* **TEXT BLOCK**

Skip to main content

Some Mysteries of Multi-Threading

 If you have been programming professionally for some time, you probably would have used threads. When used correctly, threads can provide significant speed up in the program.

I had also written multithreaded programs many times at Sumo Logic. However, recently I felt that since threading is such an important topic, I should probably dive a little deeper into how things work there.

I started off by reading Java Concurrency in Practice and although I have gone through only a couple of chapters right now, but still I have discovered some interesting things which I was not aware of before.

The thing which makes multi-threading hard is that you may write a multi-threaded program which works correctly almost all the time but it may still be wrong. It may have some race condition which happens very rarely. The problem is that it might happen in production and cause an outage and you will be clueless about the issue since you have never seen it before. The only way to write correct multi-threaded code is to be aware of the issues which can arise in them theoretically and try to avoid them. If it sounds hard, that is because it is.

In this post I am going to describe two issues which are very basic but I am sure many of you who are new to multi-threading might not know about them. At least I didn't. These are just scratching the surface. Hopefully as I discover new things I will write other blogs explaining them. But till then, lets begin with these...

* **INFORMATION SHOWN**

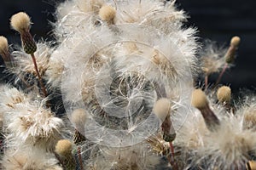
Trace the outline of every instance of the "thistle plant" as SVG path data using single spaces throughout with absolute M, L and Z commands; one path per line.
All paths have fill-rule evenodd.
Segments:
M 0 37 L 14 76 L 0 85 L 1 169 L 255 169 L 255 94 L 220 84 L 241 39 L 200 51 L 187 17 L 174 1 L 71 0 L 55 40 L 36 42 L 14 14 L 21 47 Z

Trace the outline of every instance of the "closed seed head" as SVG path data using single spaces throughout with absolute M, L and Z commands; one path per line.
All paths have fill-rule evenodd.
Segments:
M 73 144 L 68 139 L 59 140 L 55 145 L 55 152 L 61 156 L 68 156 L 72 154 Z
M 240 37 L 238 36 L 235 36 L 232 37 L 231 41 L 230 41 L 230 45 L 237 47 L 240 43 Z
M 220 102 L 230 102 L 231 99 L 231 89 L 230 87 L 222 86 L 217 91 L 217 98 Z
M 197 109 L 203 109 L 208 105 L 207 95 L 201 89 L 195 89 L 192 94 L 192 105 Z
M 153 110 L 154 114 L 162 121 L 170 114 L 171 103 L 166 98 L 162 98 L 157 100 L 154 105 Z
M 77 109 L 71 115 L 71 121 L 77 128 L 82 128 L 87 120 L 87 115 L 84 109 Z
M 10 19 L 10 25 L 12 28 L 20 33 L 24 31 L 28 31 L 30 28 L 30 24 L 31 20 L 29 16 L 24 12 L 17 13 Z
M 0 54 L 8 52 L 8 40 L 3 36 L 0 36 Z

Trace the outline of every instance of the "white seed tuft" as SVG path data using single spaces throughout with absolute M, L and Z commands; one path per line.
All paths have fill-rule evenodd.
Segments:
M 31 21 L 29 16 L 24 12 L 17 13 L 10 19 L 10 25 L 12 28 L 20 33 L 29 30 L 30 24 Z
M 99 11 L 99 16 L 102 20 L 111 21 L 114 19 L 116 10 L 108 5 L 103 6 Z

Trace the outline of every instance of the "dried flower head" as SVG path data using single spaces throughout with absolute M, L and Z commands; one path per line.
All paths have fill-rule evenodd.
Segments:
M 31 20 L 26 13 L 20 12 L 11 17 L 10 25 L 14 30 L 22 33 L 29 31 Z
M 200 110 L 209 130 L 214 131 L 218 128 L 219 120 L 209 107 L 209 102 L 201 89 L 195 89 L 192 94 L 192 105 Z
M 79 129 L 84 128 L 87 118 L 86 111 L 84 109 L 77 109 L 71 114 L 71 122 Z
M 53 150 L 55 143 L 61 138 L 63 122 L 44 109 L 44 102 L 26 102 L 16 105 L 5 114 L 4 118 L 9 120 L 8 145 L 36 145 Z

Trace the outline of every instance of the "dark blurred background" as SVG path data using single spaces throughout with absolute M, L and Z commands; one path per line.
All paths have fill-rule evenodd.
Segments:
M 34 23 L 32 32 L 35 39 L 51 40 L 51 26 L 55 21 L 54 0 L 1 0 L 0 35 L 10 43 L 20 43 L 19 34 L 9 28 L 12 14 L 26 11 Z M 232 36 L 241 38 L 236 67 L 227 71 L 222 83 L 231 85 L 235 92 L 241 88 L 256 87 L 256 1 L 255 0 L 177 0 L 178 8 L 190 16 L 188 26 L 199 29 L 200 42 L 208 38 L 220 45 L 229 45 Z

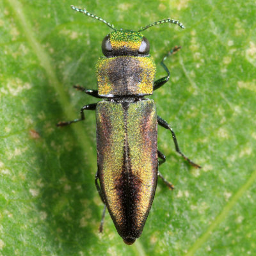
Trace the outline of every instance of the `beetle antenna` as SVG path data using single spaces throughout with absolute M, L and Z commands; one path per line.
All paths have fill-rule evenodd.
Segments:
M 108 26 L 110 28 L 116 31 L 116 29 L 114 28 L 114 25 L 110 24 L 109 22 L 108 22 L 105 20 L 104 20 L 102 18 L 100 18 L 100 17 L 96 16 L 93 13 L 90 13 L 90 12 L 87 12 L 85 9 L 80 9 L 77 7 L 74 6 L 74 5 L 71 6 L 71 8 L 74 10 L 74 11 L 79 12 L 83 12 L 85 15 L 89 16 L 92 18 L 95 19 L 97 20 L 99 20 L 100 21 L 102 21 L 103 23 L 105 23 L 106 25 Z
M 141 28 L 140 30 L 138 31 L 138 32 L 141 32 L 143 30 L 145 30 L 147 28 L 152 27 L 152 26 L 158 25 L 158 24 L 161 24 L 163 23 L 167 23 L 167 22 L 177 24 L 177 25 L 179 26 L 181 28 L 185 28 L 185 27 L 183 26 L 182 23 L 180 22 L 179 20 L 173 20 L 171 18 L 168 18 L 168 19 L 164 19 L 164 20 L 156 21 L 156 22 L 154 22 L 154 23 L 150 23 L 150 24 L 146 26 L 145 27 Z

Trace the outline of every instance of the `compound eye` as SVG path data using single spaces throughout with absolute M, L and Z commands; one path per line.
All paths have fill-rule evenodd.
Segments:
M 112 54 L 112 46 L 110 43 L 110 36 L 108 35 L 104 37 L 102 40 L 102 44 L 101 44 L 101 48 L 102 49 L 102 53 L 106 57 L 108 57 Z
M 145 36 L 143 36 L 141 44 L 139 49 L 139 54 L 148 54 L 149 53 L 149 42 Z

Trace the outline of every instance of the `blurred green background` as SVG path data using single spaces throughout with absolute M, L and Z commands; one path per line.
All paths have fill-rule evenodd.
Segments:
M 141 237 L 118 236 L 94 185 L 95 118 L 58 129 L 97 99 L 95 65 L 111 31 L 72 11 L 86 8 L 117 28 L 137 30 L 171 17 L 186 29 L 156 26 L 144 35 L 170 81 L 153 96 L 191 167 L 159 129 L 167 161 Z M 255 255 L 256 33 L 250 1 L 0 2 L 0 255 Z

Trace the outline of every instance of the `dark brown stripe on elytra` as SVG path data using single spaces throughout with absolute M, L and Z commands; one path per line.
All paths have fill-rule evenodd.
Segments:
M 142 232 L 143 226 L 138 227 L 136 212 L 138 211 L 138 195 L 143 181 L 139 177 L 132 174 L 132 166 L 131 161 L 130 148 L 127 140 L 127 111 L 128 104 L 123 104 L 124 109 L 124 122 L 125 139 L 124 145 L 123 164 L 121 175 L 116 180 L 116 190 L 118 191 L 120 202 L 123 216 L 123 225 L 117 227 L 120 235 L 123 238 L 138 237 Z

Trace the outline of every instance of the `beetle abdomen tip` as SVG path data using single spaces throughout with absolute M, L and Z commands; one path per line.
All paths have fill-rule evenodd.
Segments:
M 124 238 L 124 242 L 126 244 L 131 245 L 135 242 L 136 238 L 133 237 L 126 237 Z

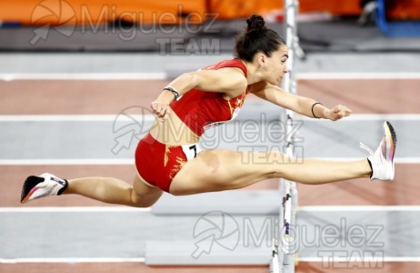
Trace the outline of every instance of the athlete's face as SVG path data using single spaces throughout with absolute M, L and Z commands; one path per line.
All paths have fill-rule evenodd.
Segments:
M 265 66 L 265 80 L 272 85 L 279 85 L 285 73 L 287 73 L 286 61 L 288 58 L 287 46 L 280 46 L 270 57 L 266 58 Z

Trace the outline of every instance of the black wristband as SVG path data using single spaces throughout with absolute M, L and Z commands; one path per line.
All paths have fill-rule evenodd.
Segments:
M 315 104 L 312 105 L 312 116 L 314 116 L 315 118 L 319 118 L 319 117 L 316 116 L 315 115 L 315 113 L 314 113 L 314 107 L 315 107 L 315 106 L 316 106 L 316 105 L 321 105 L 321 106 L 322 106 L 323 104 L 322 104 L 322 103 L 315 103 Z
M 179 93 L 175 89 L 174 89 L 172 87 L 169 87 L 169 86 L 166 86 L 166 87 L 164 88 L 164 90 L 167 90 L 169 92 L 172 92 L 172 94 L 174 94 L 174 96 L 175 97 L 175 100 L 178 99 Z

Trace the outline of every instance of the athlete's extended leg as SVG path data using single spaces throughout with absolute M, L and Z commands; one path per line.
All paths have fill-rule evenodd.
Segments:
M 170 192 L 188 195 L 244 187 L 272 177 L 304 184 L 324 184 L 351 178 L 394 178 L 395 135 L 384 124 L 385 136 L 369 160 L 352 162 L 305 159 L 302 163 L 280 153 L 241 153 L 206 150 L 187 162 L 172 181 Z
M 32 182 L 34 179 L 42 181 Z M 105 203 L 146 207 L 155 204 L 162 195 L 162 190 L 145 185 L 137 176 L 133 186 L 117 178 L 95 177 L 68 180 L 65 187 L 63 187 L 65 184 L 65 181 L 50 174 L 30 177 L 24 184 L 21 202 L 60 195 L 59 189 L 63 188 L 63 194 L 77 194 Z

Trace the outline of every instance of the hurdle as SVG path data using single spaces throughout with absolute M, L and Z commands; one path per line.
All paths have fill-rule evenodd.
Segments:
M 299 40 L 296 32 L 296 15 L 299 7 L 297 0 L 285 0 L 285 21 L 286 46 L 289 49 L 287 60 L 288 73 L 285 76 L 283 85 L 285 90 L 296 94 L 296 82 L 295 76 L 295 57 L 301 56 L 303 51 L 299 47 Z M 294 157 L 295 136 L 293 132 L 294 113 L 285 111 L 285 145 L 286 155 Z M 271 273 L 293 273 L 295 272 L 295 254 L 296 249 L 296 234 L 291 233 L 291 227 L 295 224 L 295 211 L 297 207 L 296 183 L 285 179 L 280 180 L 279 194 L 282 200 L 279 213 L 278 237 L 273 239 L 272 259 L 270 261 Z

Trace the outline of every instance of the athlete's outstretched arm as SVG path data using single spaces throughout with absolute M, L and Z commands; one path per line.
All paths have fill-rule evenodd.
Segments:
M 316 103 L 315 100 L 285 92 L 279 86 L 270 85 L 266 82 L 255 84 L 251 87 L 251 93 L 266 101 L 274 103 L 275 105 L 290 109 L 308 117 L 338 120 L 350 116 L 352 113 L 352 111 L 344 105 L 337 105 L 331 109 L 321 104 L 314 106 L 314 104 Z

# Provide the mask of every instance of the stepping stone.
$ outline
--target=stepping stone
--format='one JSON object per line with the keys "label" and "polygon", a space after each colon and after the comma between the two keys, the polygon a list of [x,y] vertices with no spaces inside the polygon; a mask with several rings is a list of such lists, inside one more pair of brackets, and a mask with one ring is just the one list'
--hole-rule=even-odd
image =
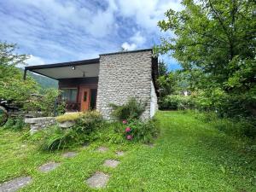
{"label": "stepping stone", "polygon": [[86,183],[91,188],[104,188],[109,179],[109,176],[100,172],[96,172],[93,176],[86,180]]}
{"label": "stepping stone", "polygon": [[14,192],[32,181],[31,177],[20,177],[0,184],[0,192]]}
{"label": "stepping stone", "polygon": [[57,166],[59,166],[60,165],[60,163],[49,162],[41,166],[38,169],[42,172],[49,172],[57,168]]}
{"label": "stepping stone", "polygon": [[124,156],[125,155],[125,152],[124,151],[117,151],[117,152],[115,152],[115,154],[118,156]]}
{"label": "stepping stone", "polygon": [[146,144],[148,147],[149,148],[154,148],[154,143],[148,143],[148,144]]}
{"label": "stepping stone", "polygon": [[77,154],[78,154],[77,152],[67,152],[62,154],[62,157],[72,158],[72,157],[76,156]]}
{"label": "stepping stone", "polygon": [[115,168],[119,164],[119,162],[120,161],[115,160],[106,160],[103,166],[112,167],[112,168]]}
{"label": "stepping stone", "polygon": [[98,148],[97,148],[97,151],[98,152],[101,152],[101,153],[105,153],[105,152],[107,152],[108,150],[108,148],[106,148],[106,147],[99,147]]}

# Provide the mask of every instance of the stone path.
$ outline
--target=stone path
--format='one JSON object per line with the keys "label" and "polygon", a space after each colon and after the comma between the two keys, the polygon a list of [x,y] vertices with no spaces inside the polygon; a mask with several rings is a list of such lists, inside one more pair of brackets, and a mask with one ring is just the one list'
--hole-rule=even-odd
{"label": "stone path", "polygon": [[31,177],[20,177],[0,184],[0,192],[13,192],[29,184],[32,181]]}
{"label": "stone path", "polygon": [[124,156],[124,154],[125,154],[124,151],[117,151],[117,152],[115,152],[115,154],[118,156]]}
{"label": "stone path", "polygon": [[112,168],[115,168],[119,164],[119,162],[120,161],[115,160],[106,160],[103,166],[112,167]]}
{"label": "stone path", "polygon": [[49,162],[41,166],[38,169],[42,172],[49,172],[55,168],[57,168],[61,164],[55,162]]}
{"label": "stone path", "polygon": [[108,148],[102,147],[102,146],[99,147],[99,148],[96,149],[96,151],[101,152],[101,153],[105,153],[105,152],[107,152],[108,150]]}
{"label": "stone path", "polygon": [[65,158],[72,158],[72,157],[74,157],[78,154],[77,152],[67,152],[65,154],[62,154],[62,157],[65,157]]}
{"label": "stone path", "polygon": [[109,175],[96,172],[93,176],[86,180],[86,183],[91,188],[104,188],[109,179]]}
{"label": "stone path", "polygon": [[[84,146],[85,147],[85,146]],[[87,147],[87,146],[86,146]],[[101,153],[105,153],[108,150],[108,148],[101,146],[99,147],[96,151]],[[115,152],[117,156],[123,156],[125,153],[123,151],[117,151]],[[67,152],[62,154],[62,157],[65,158],[72,158],[78,154],[77,152]],[[104,166],[115,168],[118,166],[118,165],[120,163],[120,161],[116,160],[106,160],[103,163]],[[46,164],[42,165],[38,167],[38,170],[42,172],[49,172],[56,167],[58,167],[61,165],[61,163],[56,162],[48,162]],[[94,189],[99,189],[99,188],[104,188],[110,176],[101,172],[96,172],[94,175],[92,175],[90,177],[89,177],[85,183],[91,188]],[[32,178],[31,177],[20,177],[15,179],[12,179],[10,181],[5,182],[2,184],[0,184],[0,192],[13,192],[20,189],[20,188],[29,184],[32,183]]]}
{"label": "stone path", "polygon": [[[108,151],[108,148],[106,147],[99,147],[96,151],[105,153]],[[123,156],[125,153],[123,151],[117,151],[115,152],[117,156]],[[115,168],[120,163],[120,161],[116,160],[106,160],[103,163],[104,166]],[[110,176],[104,173],[96,172],[94,175],[92,175],[90,177],[89,177],[85,183],[91,188],[94,189],[100,189],[104,188],[107,185],[107,183],[109,179]]]}

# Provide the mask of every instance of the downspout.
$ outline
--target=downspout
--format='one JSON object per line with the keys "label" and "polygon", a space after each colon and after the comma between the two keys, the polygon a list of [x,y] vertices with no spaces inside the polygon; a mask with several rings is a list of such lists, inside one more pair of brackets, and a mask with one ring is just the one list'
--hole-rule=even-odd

* **WHAT IS REQUIRED**
Restate the multi-threading post starting at "I started off" and ending at "aware of before.", substituting "a few chapters" for "a couple of chapters".

* **SOLVED PROBLEM**
I started off by reading Java Concurrency in Practice and although I have gone through only a few chapters right now, but still I have discovered some interesting things which I was not aware of before.